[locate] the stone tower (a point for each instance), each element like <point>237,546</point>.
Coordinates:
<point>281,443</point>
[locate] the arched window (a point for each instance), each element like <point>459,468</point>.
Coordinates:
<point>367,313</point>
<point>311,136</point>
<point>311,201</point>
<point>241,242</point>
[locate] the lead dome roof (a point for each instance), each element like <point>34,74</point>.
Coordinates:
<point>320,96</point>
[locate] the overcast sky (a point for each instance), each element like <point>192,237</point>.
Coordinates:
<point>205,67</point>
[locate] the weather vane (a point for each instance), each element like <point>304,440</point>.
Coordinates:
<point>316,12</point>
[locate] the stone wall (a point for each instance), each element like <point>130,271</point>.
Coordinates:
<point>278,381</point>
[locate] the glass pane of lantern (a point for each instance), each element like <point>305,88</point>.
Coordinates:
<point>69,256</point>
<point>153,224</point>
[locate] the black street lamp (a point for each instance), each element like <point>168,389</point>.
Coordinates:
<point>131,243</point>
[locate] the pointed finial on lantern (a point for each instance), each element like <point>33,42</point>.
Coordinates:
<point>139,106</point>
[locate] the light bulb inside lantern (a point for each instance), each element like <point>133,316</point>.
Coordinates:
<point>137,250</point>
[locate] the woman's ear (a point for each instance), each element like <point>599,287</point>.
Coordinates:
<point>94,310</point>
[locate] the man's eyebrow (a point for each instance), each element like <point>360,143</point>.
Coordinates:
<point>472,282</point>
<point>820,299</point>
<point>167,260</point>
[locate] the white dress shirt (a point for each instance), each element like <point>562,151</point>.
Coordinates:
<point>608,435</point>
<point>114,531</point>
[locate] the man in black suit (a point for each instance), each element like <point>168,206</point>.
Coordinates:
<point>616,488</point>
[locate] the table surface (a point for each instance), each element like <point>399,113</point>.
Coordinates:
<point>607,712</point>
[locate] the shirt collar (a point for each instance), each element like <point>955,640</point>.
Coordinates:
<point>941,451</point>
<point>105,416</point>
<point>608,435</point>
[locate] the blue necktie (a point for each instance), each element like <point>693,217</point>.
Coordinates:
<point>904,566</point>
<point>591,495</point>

→ **Request**: Arrange all of the data above as a numbered list, leaving out any blank lines.

→ **Response**:
1. [locate] the stone tower (a point for each instance), each element like <point>237,546</point>.
2. Coordinates:
3. <point>281,443</point>
4. [locate] the arched window (a point for each instance), each element like <point>459,468</point>.
5. Coordinates:
6. <point>367,313</point>
7. <point>311,136</point>
8. <point>311,201</point>
9. <point>241,242</point>
10. [locate] the lead dome roof (a point for each instance), each element like <point>34,74</point>.
11. Coordinates:
12. <point>320,96</point>
13. [locate] the overcast sky (a point for each instance), each element like <point>192,237</point>.
14. Coordinates:
15. <point>205,67</point>
16. [locate] the weather vane (a point for each instance), each element like <point>304,440</point>.
17. Coordinates:
18. <point>316,12</point>
19. [locate] the stone wall (a point for each instance), each element like <point>130,271</point>.
20. Coordinates:
21. <point>278,381</point>
22. [locate] the glass pane of lantern (a point for each instance), each element like <point>305,88</point>.
23. Coordinates:
24. <point>69,256</point>
25. <point>153,224</point>
26. [locate] the black street lamp (a point for each instance), each element like <point>168,389</point>.
27. Coordinates:
28. <point>131,243</point>
29. [locate] the pointed finial on lantern (a point for each instance), each element like <point>33,42</point>.
30. Coordinates:
31. <point>139,106</point>
32. [locate] the light bulb inside lantern (a point for each instance), each element like <point>133,316</point>.
33. Coordinates:
34. <point>137,250</point>
35. [locate] the woman's ear (a point for each instance), each element like <point>599,287</point>.
36. Coordinates:
37. <point>94,310</point>
38. [locate] the man's eyebrow (a point for each instance), each element like <point>360,143</point>.
39. Coordinates:
40. <point>472,282</point>
41. <point>820,299</point>
42. <point>167,260</point>
43. [locate] the white dress shirt (a point for each instance), each element like <point>562,151</point>.
44. Coordinates:
45. <point>608,435</point>
46. <point>114,531</point>
47. [locate] the man in black suit (a point for each instance), each element like <point>168,206</point>.
48. Coordinates:
49. <point>616,488</point>
50. [locate] the table surface (a point for each instance), each element like <point>399,113</point>.
51. Coordinates:
52. <point>607,712</point>
53. [locate] the shirt collar (a point for each instance), each element like <point>955,640</point>.
54. Coordinates:
55. <point>941,451</point>
56. <point>105,416</point>
57. <point>608,435</point>
58. [locate] the blue necktie (a point for each instance), each element like <point>693,217</point>.
59. Coordinates:
60. <point>904,566</point>
61. <point>591,495</point>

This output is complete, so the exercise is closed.